Write out the lines of the records again, switching every "Observed output" to "Returned points" and keeping everything else the same.

* START GIVEN DATA *

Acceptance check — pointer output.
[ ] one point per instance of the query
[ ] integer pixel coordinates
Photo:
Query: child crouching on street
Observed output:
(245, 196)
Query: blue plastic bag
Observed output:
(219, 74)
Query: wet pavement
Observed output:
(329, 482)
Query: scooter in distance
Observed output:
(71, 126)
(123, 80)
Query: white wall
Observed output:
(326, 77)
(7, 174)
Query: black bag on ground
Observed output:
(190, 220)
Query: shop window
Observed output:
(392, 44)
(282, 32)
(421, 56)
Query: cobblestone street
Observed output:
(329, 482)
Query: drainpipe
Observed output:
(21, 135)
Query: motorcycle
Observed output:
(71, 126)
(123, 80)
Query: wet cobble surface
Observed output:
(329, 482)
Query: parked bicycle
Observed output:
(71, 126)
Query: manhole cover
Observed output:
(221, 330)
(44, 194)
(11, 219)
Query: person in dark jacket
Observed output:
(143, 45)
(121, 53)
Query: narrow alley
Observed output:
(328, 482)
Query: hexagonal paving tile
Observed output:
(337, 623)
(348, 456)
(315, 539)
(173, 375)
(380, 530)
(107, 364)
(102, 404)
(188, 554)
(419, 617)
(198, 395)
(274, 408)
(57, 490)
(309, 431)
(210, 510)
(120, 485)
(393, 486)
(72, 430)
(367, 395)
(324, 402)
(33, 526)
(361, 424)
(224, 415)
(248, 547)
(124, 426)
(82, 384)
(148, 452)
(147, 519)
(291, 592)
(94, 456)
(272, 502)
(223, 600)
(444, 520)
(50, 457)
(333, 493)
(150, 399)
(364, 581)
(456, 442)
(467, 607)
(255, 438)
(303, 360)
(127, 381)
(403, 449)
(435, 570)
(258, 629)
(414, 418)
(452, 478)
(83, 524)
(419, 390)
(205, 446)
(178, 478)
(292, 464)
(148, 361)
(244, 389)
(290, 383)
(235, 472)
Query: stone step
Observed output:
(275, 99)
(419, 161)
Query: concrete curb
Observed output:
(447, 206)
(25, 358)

* END GIVEN DATA *

**RESULT FOR THIS TASK:**
Acceptance check — pointer output.
[ ] one point per instance of the query
[ ] integer pixel coordinates
Photo:
Query: child crouching on street
Returned points:
(245, 196)
Query: blue plastic bag
Returned points:
(219, 74)
Query: wet pavement
Returned points:
(329, 482)
Query: scooter in distance
Returned points:
(71, 126)
(123, 80)
Query: white wall
Returned points:
(326, 77)
(7, 174)
Query: black bag on ground
Returned points:
(190, 220)
Query: shop window
Returned points:
(392, 44)
(282, 32)
(421, 56)
Query: cobblestone street
Returned points:
(329, 482)
Query: drainpipe
Returned points:
(21, 135)
Query: motorcycle
Returned points:
(71, 126)
(123, 80)
Query: wet cobble surface
Returned points:
(329, 482)
Query: parked bicycle
Returned points:
(71, 126)
Query: manhole cover
Returned points:
(221, 330)
(44, 194)
(11, 219)
Query: person in dark jacket
Returned points:
(143, 45)
(121, 53)
Query: narrow alley
Returned points:
(328, 482)
Query: hexagonal paving tile
Returned points:
(337, 623)
(348, 456)
(315, 539)
(173, 375)
(380, 530)
(107, 364)
(102, 404)
(188, 554)
(419, 617)
(198, 395)
(274, 408)
(57, 490)
(309, 431)
(210, 510)
(120, 485)
(393, 486)
(72, 430)
(367, 395)
(324, 402)
(33, 526)
(361, 424)
(224, 415)
(248, 547)
(124, 426)
(82, 384)
(148, 452)
(147, 519)
(291, 592)
(94, 456)
(272, 502)
(223, 600)
(444, 520)
(50, 457)
(333, 493)
(150, 399)
(364, 581)
(456, 442)
(467, 607)
(255, 438)
(303, 360)
(127, 381)
(403, 449)
(435, 570)
(258, 629)
(414, 418)
(452, 478)
(83, 524)
(419, 390)
(205, 446)
(178, 478)
(292, 464)
(148, 361)
(244, 389)
(290, 383)
(235, 472)
Query: stone step
Returned points:
(275, 99)
(419, 161)
Query: concrete curb
Returned points:
(447, 206)
(25, 358)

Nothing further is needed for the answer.